» Zu lesender Auszug:

- - - - -

19. April 2023, 18:31 Uhr

Bei einer Sondersitzung des Kreistages Görlitz zu den geplanten Flüchtlingsunterkünfte in Boxberg und Hirschfelde stellte sich Landrat Stephan Meyer den Fragen von Einwohnern. Viele Gegner der Heime nutzen die Gelegenheit, um ihre Kritik an den Plänen zu äußern. Andere warnten vor rechter Hetze. Landrat Meyer ging auf die Bedenken der Kritiker ein, betonte aber auch, dass er für Weltoffenheit stehe.

- - - - -

» Bereitgestellte Daten:
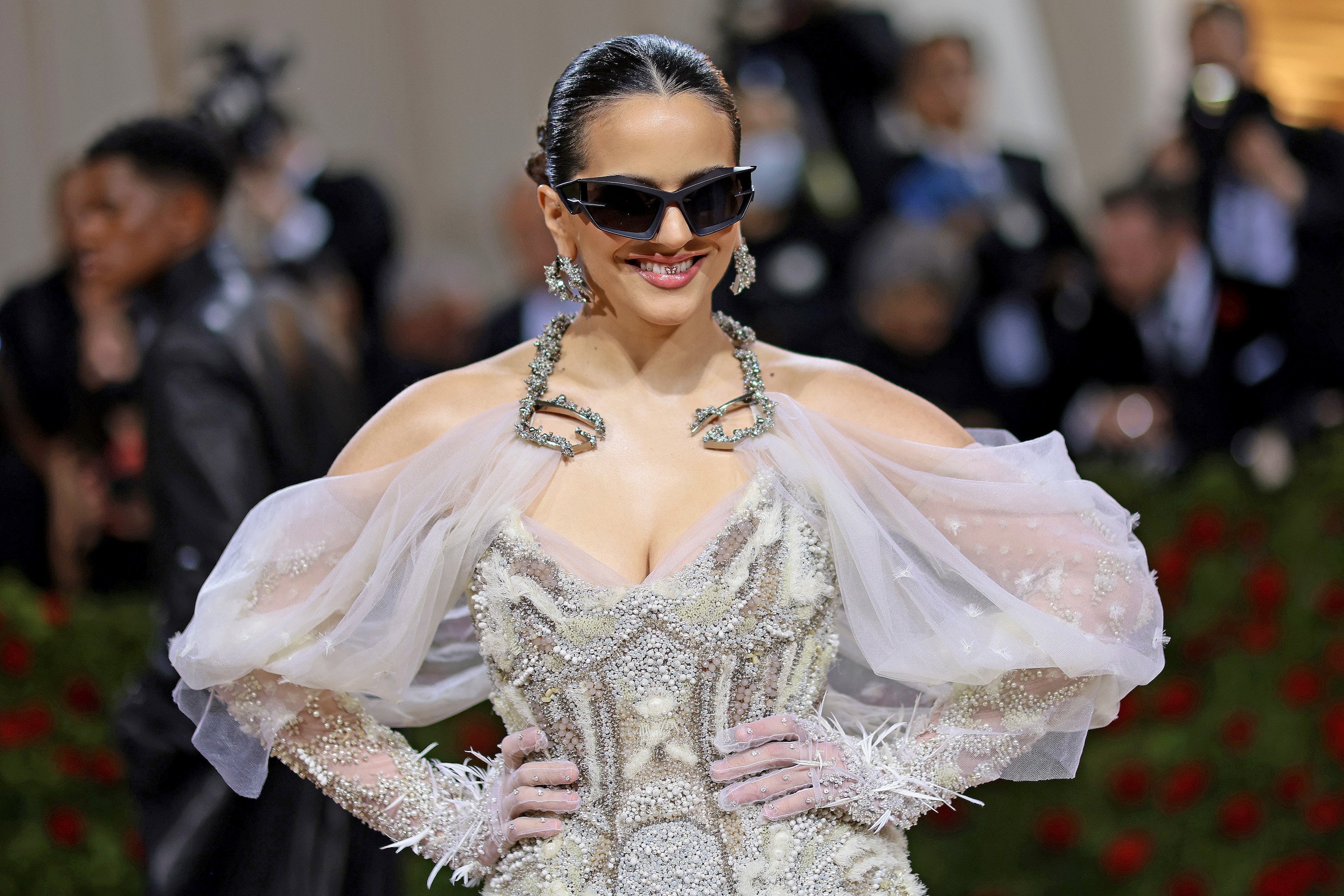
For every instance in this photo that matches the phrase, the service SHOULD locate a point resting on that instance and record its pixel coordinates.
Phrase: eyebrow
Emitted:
(690, 179)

- - - - -

» Aufgabe 1: Wiederholen Sie aus dem Bericht über die Görlitzer Kreistagssitzung wortgetreu den Abschnitt zwischen „Bei einer Sondersitzung“ und „für Weltoffenheit stehe.“, beide Stellen eingeschlossen.
» Aufgabe 2: Führen Sie den Bericht über die Sondersitzung des Kreistages Görlitz im Anschluss an seinen letzten Satz fort.

» Endgültige Antwort 1:
Bei einer Sondersitzung des Kreistages Görlitz zu den geplanten Flüchtlingsunterkünfte in Boxberg und Hirschfelde stellte sich Landrat Stephan Meyer den Fragen von Einwohnern. Viele Gegner der Heime nutzen die Gelegenheit, um ihre Kritik an den Plänen zu äußern. Andere warnten vor rechter Hetze. Landrat Meyer ging auf die Bedenken der Kritiker ein, betonte aber auch, dass er für Weltoffenheit stehe.

» Endgültige Antwort 2:
Bei einer Sondersitzung des Görlitzer Kreistages zu den geplanten Flüchtlingsheimen in Boxberg und Hirschfelde haben Einwohner des Landkreises die Möglichkeit gehabt, Fragen zu stellen und Anregungen einzubringen. Auf der Sitzung hatten zuvor die Mitglieder des Kreistages einen Antrag der AfD mehrheitlich abgelehnt, die verhindern wollte, dass im Landkreis weitere Flüchtlingsunterkünfte entstehen. Das Landratsamt plant derzeit Gemeinschaftsunterkünfte im Zittauer Stadtteil Hirschfelde, in Boxberg sowie in Görlitz. 100 Besucher aus dem Landkreis waren zu der Veranstaltung zugelassen, die Sitzplätze waren alle belegt.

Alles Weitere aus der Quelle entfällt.